### [Excerpt to read]

● ● ● ●

Search Node not stable

#21

I configured to 10 seconds sreeks. But still I am seeing logs. I think these logs are the heartbeat logs (on 20 sec interval) showing node is inactive . Should I take on a serious note sreeks and daschl ?

-Divya

#22

@divya.garg121 how are you running the client? on a different EC2 node? anything in between which could cut off connections?

#23

I am seeing this logs from client

  1. on local machine.
  2. on Ec2 instance as well. The difference is cluster is set up on WEST zone and client is set up on EAST zone.
  3. Just set up client (with default settings) on same zone as where cluster is and still seeing the issue.

Thanks

#24

I did telnet to search node from seach node inself:

Thu Feb 1 12:10:25 UTC 2018
[ec2-user@ip-172-31-43-166 ~]$ telnet ec2-34-210-71-83.us-west-2.compute.amazonaws.com 8094
Trying 172.31.43.166…
Connected to ec2-34-210-71-83.us-west-2.compute.amazonaws.com.
Escape character is ‘^]’.
Connection closed by foreign host.
[ec2-user@ip-172-31-43-166 ~]$ date
Thu Feb 1 12:10:49 UTC 2018

Search node socket should have timeout of 20 sec. which should be increased to 2 minutes for me. Is there a way to do it ?

-Divya

#25

Can someone confirm 20 sec timeout is default setting given by CB for search node ?

-Divya

#26

Hey Divya, Nope. There is no 20sec timeout from the Search / FTS service side. [AWS side/node may be]
But you already mentioned above that it is seen with other nodes as well, that clarifies this point.

You may just try other n/w commands Or telnet to other ports and confirm that its not with the FTS service alone.
Please check the AWS TCP connection timeouts…It looks like this time out of 20sec is getting enforced from outside?

#27

As I already mentioned this looks a heartbeat message and coming only if when search node is idle. Let me talk internally should we work on this issue further. Will let you know guys.
Thanks for the support!
Divya Garg

#28

Sure, Please do… (one of the purpose of any heart beat message would be to convey the liveliness of the connection to other other entity and there by prevent any connection closure so that any future connection re use is possible.)
Cheers!

#29

Hi Sreeks,
I mentioned about other nodes but that issue was different from this issue which I haven’t seen recently.
Lets focus on this one.
I telnet to 8091,8092 and 8093 (all in AWS only) but there is no drop after 20 sec. This is only for 8094, search node. And from the AWS side the networking setting we did was only open the firewalls. Not more than that and timeout setting should be same for all the ports in this case. Which shows there must be issue from CB side. Can you check please ?
I have already seen it in my local machine too.
Thanks

#30

Hi Divya, Can you please update me which version of CB you are currently?

#31

Enterprise Edition 5.0.1 build 5003(free version). Thanks

#32

I see,
From 5.0 in Search service, we have a 20 secs configurable ReadTimeOut at the http level, which is is the maximum duration for reading the entire request, including the body. This is meant for dealing with any un trusted clients from holding up the connection for a long time and it is configurable.
So, if you don’t see your queries getting affected by this, you may ignore this for the time being. If you see your query responses getting affected/clipped by this, then we can configure this (“httpReadTimeout”) to a higher value. Or disable it by setting a value 0 for “httpReadTimeout” by parameterising the search process.

Cheers!

● ● ● ●

### [Required tasks]
1. Answer these questions about the search node thread:
(a) Which port dropped the telnet connection after 20 seconds?
(b) Which version of CB is in use?
(c) What value for "httpReadTimeout" disables the timeout?
2. Quote the search node thread from "Lets focus on" to "you are currently?".

● ● ● ●

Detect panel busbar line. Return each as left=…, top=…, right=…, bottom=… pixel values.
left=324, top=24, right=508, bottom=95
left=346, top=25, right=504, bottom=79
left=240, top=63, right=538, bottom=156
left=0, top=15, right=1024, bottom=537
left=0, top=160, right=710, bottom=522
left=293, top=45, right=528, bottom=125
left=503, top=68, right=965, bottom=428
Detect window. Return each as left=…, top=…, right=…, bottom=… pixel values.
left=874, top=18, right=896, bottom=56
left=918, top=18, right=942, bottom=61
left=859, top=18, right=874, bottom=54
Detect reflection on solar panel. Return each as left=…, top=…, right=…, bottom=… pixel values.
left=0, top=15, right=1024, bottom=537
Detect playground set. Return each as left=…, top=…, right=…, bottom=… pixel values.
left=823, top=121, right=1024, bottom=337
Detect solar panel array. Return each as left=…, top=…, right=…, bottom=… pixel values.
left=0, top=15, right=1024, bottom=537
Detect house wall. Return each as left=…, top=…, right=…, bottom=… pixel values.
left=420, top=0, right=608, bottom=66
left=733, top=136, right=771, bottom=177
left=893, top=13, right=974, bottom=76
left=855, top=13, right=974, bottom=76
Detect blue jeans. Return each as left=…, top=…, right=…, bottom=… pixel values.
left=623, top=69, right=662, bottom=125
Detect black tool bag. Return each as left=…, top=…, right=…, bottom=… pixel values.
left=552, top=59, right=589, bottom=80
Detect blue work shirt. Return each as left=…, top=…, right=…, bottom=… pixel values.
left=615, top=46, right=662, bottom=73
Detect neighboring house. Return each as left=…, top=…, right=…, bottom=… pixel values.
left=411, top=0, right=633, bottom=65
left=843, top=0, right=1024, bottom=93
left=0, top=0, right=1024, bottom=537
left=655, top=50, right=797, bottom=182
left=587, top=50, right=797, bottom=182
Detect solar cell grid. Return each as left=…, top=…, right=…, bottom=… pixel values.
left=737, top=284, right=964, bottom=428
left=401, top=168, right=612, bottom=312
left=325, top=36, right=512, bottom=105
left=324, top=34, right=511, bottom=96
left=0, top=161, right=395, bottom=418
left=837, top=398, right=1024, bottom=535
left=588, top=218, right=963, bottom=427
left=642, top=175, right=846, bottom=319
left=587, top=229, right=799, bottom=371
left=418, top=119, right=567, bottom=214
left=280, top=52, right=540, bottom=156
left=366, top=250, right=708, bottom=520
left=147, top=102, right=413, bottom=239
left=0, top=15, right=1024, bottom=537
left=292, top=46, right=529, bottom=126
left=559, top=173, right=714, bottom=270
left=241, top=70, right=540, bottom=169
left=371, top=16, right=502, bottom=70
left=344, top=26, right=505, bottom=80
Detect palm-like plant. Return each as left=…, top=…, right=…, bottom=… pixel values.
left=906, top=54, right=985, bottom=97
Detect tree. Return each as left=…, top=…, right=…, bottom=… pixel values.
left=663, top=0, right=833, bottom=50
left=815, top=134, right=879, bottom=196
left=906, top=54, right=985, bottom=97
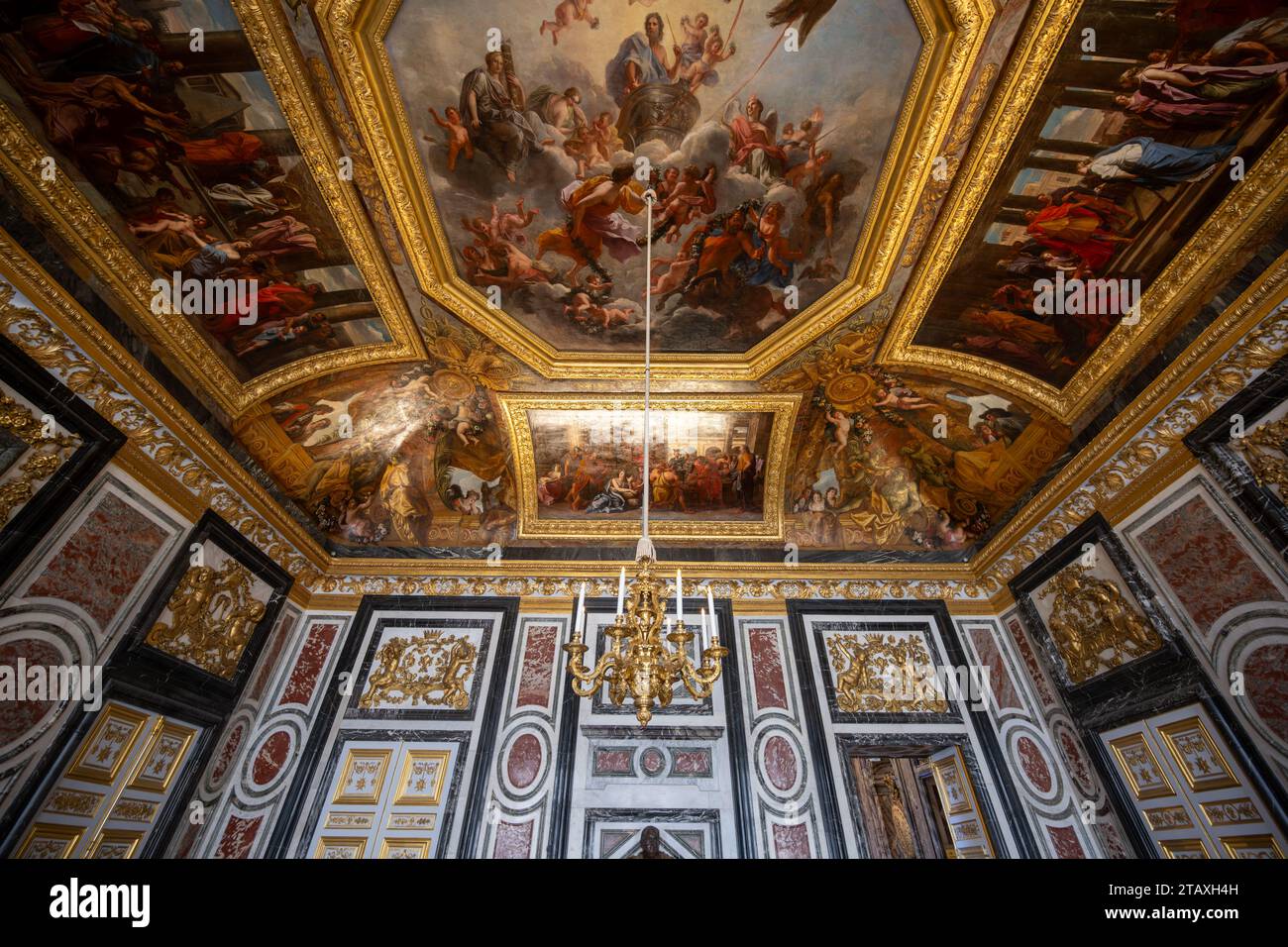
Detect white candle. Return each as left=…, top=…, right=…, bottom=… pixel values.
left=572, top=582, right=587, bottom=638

● ● ● ●

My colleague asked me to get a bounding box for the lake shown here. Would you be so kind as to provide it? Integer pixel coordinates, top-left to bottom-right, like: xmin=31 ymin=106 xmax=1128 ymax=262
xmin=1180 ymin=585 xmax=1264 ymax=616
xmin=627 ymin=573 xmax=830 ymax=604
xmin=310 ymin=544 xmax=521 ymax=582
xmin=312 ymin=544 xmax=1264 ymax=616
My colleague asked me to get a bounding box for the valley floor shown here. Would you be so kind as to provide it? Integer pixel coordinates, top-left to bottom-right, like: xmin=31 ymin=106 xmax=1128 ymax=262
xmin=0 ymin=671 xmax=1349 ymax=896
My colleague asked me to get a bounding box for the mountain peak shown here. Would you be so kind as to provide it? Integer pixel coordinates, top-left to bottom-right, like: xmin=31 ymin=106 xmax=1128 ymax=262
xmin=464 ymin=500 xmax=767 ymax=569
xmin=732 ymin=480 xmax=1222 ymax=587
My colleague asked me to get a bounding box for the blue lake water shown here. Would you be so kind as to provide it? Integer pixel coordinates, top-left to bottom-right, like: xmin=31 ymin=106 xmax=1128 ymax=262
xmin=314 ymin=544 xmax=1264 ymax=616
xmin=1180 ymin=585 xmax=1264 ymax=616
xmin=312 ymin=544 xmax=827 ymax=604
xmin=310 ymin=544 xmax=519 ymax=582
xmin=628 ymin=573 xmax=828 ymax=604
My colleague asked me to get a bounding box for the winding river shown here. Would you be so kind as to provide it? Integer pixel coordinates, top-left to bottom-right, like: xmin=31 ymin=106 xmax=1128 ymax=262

● ● ● ●

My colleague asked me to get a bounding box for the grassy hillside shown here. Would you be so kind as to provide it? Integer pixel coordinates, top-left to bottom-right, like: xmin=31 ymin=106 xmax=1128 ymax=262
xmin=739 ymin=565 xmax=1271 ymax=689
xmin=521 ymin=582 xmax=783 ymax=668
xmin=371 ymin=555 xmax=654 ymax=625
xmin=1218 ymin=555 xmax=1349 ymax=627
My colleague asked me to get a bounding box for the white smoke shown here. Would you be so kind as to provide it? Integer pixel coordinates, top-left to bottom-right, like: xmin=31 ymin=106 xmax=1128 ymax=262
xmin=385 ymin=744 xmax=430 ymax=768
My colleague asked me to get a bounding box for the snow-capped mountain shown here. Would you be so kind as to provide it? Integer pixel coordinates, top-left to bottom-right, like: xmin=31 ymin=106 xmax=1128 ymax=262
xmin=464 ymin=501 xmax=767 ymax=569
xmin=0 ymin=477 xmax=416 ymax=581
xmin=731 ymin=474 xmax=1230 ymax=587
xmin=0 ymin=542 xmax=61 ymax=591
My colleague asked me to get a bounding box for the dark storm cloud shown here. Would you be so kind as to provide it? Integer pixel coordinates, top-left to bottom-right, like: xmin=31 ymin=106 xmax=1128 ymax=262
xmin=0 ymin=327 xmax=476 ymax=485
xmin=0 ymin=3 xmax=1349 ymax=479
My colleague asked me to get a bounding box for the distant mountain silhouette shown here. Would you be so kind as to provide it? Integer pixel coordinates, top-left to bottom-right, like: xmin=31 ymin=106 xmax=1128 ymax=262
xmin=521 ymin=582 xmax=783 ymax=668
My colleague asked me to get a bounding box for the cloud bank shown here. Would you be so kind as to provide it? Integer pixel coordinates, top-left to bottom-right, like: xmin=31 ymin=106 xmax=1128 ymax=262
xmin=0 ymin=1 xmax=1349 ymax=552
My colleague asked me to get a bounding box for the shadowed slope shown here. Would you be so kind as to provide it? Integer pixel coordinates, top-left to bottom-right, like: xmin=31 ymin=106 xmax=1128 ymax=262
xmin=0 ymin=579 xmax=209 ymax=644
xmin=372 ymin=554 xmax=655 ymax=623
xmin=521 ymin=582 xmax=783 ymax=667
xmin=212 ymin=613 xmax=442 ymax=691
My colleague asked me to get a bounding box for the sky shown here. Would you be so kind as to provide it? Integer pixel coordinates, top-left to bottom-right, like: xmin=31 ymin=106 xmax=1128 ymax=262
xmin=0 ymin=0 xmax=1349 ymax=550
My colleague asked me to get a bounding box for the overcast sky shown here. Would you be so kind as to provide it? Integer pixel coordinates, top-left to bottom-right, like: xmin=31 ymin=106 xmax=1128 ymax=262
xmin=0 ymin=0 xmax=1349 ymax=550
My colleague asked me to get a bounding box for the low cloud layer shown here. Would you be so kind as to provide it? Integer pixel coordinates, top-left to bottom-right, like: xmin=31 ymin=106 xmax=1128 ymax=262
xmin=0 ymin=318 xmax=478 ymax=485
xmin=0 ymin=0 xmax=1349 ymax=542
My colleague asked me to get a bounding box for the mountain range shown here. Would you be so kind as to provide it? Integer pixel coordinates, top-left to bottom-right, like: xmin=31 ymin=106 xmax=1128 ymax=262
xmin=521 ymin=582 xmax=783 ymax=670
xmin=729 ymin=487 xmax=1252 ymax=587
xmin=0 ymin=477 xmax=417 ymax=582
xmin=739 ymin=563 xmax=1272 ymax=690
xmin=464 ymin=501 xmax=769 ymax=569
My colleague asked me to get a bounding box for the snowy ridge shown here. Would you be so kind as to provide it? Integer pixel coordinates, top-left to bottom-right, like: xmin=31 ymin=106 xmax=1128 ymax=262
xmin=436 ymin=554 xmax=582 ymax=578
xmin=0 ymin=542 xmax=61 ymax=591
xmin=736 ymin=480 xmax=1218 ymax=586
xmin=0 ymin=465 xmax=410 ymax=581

● ● ● ●

### [Answers for the exercise]
1.
(a) 8094
(b) Enterprise Edition 5.0.1 build 5003 (free version)
(c) 0

2.
Lets focus on this one.
I telnet to 8091,8092 and 8093 (all in AWS only) but there is no drop after 20 sec. This is only for 8094, search node. And from the AWS side the networking setting we did was only open the firewalls. Not more than that and timeout setting should be same for all the ports in this case. Which shows there must be issue from CB side. Can you check please ?
I have already seen it in my local machine too.
Thanks

#30

Hi Divya, Can you please update me which version of CB you are currently?